TRY IT:
Copy word for word, please, the lines of the entries below running from the one containing "Segment every instance of the **sidewalk**" to the one containing "Segment every instance of the **white cloud**", both ends included.

Stored data entries
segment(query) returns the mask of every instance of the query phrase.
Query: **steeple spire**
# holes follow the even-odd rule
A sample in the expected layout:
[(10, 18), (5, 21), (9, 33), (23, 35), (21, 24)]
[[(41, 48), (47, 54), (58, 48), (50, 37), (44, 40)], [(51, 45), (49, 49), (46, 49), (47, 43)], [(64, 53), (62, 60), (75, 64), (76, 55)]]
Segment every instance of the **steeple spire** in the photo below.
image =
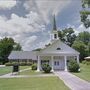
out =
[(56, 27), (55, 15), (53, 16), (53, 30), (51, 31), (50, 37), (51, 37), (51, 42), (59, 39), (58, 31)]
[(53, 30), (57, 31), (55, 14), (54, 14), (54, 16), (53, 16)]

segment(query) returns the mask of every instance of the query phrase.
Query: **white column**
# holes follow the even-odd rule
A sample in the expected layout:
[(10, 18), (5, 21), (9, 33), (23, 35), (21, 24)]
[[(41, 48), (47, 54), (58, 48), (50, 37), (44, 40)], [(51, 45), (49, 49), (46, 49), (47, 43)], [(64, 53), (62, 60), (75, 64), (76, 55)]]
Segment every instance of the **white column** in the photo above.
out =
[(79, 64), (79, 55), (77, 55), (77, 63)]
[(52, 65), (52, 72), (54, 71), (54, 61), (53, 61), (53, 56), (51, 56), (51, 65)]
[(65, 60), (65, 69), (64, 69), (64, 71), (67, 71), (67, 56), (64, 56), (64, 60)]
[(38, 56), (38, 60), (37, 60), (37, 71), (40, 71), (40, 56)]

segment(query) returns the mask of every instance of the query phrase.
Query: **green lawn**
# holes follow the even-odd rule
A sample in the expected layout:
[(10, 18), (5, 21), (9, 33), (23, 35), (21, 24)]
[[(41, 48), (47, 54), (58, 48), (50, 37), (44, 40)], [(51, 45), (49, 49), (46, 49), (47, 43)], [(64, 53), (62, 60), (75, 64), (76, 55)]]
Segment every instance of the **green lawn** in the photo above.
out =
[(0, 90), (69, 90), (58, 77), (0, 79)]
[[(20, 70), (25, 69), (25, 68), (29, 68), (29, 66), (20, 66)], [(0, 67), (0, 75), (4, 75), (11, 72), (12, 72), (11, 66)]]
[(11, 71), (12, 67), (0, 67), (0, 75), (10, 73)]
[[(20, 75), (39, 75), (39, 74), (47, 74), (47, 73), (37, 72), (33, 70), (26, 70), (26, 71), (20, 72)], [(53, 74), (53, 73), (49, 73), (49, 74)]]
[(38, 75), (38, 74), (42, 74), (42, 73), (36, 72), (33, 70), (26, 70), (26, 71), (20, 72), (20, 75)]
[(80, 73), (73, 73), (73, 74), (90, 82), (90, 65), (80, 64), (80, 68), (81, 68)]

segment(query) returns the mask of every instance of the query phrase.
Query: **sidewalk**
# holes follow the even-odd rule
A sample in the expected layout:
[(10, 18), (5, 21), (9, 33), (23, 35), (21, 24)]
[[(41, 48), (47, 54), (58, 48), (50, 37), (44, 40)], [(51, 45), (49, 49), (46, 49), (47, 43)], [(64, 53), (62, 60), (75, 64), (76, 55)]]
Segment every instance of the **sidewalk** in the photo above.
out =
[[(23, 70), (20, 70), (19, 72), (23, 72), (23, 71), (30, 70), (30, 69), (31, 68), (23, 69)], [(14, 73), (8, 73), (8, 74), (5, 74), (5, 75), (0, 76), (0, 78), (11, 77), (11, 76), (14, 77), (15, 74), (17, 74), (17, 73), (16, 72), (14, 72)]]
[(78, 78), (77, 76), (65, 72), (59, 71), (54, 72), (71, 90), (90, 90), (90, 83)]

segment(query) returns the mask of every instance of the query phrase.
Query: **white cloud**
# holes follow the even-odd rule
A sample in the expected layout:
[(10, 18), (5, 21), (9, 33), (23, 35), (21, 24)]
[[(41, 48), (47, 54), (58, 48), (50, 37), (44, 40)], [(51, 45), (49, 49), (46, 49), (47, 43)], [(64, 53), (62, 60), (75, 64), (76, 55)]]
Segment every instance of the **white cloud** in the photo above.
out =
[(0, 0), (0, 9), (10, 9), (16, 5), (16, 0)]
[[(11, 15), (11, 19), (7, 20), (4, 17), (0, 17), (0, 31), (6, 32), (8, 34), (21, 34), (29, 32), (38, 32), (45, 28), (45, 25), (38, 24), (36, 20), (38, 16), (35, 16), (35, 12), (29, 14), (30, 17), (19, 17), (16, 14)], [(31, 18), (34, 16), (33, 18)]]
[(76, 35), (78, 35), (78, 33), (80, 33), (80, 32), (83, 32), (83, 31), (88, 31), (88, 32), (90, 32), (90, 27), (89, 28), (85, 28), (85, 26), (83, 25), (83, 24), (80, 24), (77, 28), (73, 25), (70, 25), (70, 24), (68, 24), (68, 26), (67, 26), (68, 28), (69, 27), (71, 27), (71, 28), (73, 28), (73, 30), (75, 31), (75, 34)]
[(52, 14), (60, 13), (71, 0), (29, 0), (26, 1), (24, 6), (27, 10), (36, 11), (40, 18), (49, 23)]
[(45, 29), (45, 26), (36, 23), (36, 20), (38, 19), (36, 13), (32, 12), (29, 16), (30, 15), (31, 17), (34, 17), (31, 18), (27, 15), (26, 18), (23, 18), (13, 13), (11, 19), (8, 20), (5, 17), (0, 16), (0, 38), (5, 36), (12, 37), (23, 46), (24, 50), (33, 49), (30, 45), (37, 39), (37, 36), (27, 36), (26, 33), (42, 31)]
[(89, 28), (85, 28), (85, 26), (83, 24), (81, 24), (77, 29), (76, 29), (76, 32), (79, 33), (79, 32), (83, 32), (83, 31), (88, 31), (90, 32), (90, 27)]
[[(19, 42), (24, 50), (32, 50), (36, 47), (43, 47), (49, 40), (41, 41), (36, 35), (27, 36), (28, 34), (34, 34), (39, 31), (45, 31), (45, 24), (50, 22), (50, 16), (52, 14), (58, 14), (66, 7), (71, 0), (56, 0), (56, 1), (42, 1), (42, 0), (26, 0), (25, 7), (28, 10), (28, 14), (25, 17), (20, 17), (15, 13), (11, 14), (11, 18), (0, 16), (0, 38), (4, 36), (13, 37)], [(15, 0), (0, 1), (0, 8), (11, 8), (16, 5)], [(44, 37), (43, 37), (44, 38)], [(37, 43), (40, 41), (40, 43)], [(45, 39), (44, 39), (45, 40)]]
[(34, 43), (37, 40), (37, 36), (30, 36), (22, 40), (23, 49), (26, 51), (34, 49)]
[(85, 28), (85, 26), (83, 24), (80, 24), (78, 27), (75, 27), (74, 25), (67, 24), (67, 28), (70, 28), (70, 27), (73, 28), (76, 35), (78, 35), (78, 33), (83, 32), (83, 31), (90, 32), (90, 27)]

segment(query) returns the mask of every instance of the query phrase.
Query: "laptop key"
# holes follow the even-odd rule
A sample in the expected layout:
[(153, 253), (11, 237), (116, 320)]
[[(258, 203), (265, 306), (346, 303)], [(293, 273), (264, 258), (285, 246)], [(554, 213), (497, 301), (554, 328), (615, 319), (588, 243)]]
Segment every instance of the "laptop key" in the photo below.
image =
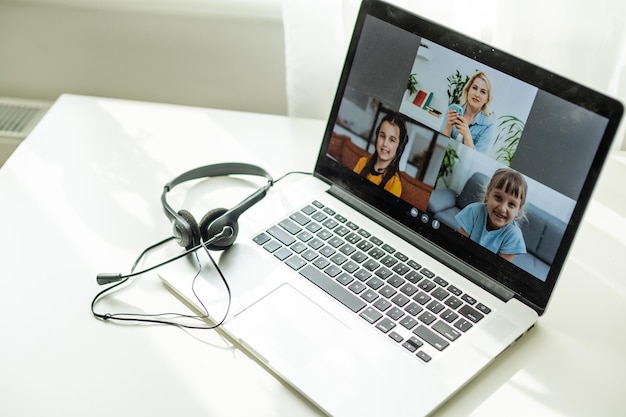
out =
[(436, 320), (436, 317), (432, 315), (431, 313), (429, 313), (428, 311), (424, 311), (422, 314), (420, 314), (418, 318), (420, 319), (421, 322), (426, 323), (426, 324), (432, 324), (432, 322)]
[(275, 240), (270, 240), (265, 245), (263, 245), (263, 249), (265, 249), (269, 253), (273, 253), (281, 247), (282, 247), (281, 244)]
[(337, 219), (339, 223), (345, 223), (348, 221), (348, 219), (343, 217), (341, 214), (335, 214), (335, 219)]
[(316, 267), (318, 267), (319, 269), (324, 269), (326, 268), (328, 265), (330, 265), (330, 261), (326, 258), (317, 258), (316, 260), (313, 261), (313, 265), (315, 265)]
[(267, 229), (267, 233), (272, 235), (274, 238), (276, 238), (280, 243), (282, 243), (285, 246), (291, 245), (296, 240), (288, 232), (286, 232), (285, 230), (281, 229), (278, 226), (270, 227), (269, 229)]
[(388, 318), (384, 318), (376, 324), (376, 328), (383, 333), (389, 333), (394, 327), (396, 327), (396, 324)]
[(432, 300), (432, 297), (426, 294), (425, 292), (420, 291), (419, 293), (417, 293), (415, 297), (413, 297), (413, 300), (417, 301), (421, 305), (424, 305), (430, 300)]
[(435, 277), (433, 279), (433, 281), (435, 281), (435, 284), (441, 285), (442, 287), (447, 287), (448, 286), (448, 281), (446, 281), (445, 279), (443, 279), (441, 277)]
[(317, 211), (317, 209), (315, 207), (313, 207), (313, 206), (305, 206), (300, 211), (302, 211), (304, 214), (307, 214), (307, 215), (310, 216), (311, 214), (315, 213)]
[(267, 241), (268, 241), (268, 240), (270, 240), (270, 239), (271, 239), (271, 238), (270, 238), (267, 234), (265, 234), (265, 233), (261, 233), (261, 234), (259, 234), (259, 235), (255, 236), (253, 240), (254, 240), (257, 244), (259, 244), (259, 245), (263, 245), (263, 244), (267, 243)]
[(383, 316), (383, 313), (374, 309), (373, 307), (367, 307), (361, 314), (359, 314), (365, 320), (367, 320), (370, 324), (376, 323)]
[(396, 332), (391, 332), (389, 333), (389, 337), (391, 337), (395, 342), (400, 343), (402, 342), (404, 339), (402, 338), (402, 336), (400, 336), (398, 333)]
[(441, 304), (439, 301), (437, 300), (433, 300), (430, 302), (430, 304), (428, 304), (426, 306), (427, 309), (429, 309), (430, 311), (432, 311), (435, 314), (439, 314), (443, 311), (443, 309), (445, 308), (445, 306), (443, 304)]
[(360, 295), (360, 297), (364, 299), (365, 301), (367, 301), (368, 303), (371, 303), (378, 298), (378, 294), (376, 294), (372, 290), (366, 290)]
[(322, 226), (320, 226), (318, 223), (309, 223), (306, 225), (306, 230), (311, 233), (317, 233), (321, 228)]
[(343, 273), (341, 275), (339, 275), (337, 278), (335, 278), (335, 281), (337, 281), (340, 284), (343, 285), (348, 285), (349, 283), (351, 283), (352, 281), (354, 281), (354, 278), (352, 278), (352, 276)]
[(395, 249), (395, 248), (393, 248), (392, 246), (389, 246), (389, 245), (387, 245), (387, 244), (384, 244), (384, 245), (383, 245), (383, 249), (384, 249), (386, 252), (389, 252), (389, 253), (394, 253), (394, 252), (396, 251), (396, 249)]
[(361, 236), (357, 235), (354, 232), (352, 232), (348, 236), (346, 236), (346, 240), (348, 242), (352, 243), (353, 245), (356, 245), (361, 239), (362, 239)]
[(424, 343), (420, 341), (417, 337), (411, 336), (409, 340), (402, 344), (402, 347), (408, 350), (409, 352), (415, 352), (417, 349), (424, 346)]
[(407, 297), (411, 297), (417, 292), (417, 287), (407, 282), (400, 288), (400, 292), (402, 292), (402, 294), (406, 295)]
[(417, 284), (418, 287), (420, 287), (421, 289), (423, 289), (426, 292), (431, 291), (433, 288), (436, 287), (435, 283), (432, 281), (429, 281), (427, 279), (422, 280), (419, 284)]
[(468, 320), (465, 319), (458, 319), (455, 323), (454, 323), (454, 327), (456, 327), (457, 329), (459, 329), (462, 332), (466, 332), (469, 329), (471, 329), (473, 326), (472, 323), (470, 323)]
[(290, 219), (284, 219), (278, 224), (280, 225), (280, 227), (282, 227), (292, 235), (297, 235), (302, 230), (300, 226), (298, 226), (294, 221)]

EXERCISE SOLUTION:
Segment every instance of the **sidewalk** in the photo above.
out =
[[(23, 70), (20, 70), (19, 72), (23, 72), (23, 71), (30, 70), (30, 69), (31, 68), (23, 69)], [(14, 73), (8, 73), (8, 74), (5, 74), (5, 75), (0, 76), (0, 78), (11, 77), (11, 76), (14, 77), (15, 74), (17, 74), (17, 73), (16, 72), (14, 72)]]
[(78, 78), (77, 76), (65, 72), (59, 71), (54, 72), (71, 90), (90, 90), (90, 83)]

segment(query) returns the mask of every instance of the query phrase.
Query: **white cloud**
# holes follow the even-odd rule
A sample in the expected layout:
[(10, 18), (5, 21), (9, 33), (23, 35), (21, 24)]
[[(41, 48), (47, 54), (58, 48), (50, 37), (44, 40)], [(51, 45), (49, 49), (46, 49), (47, 43)], [(64, 53), (62, 60), (75, 64), (76, 55)]]
Segment every instance of the **white cloud** in the photo above.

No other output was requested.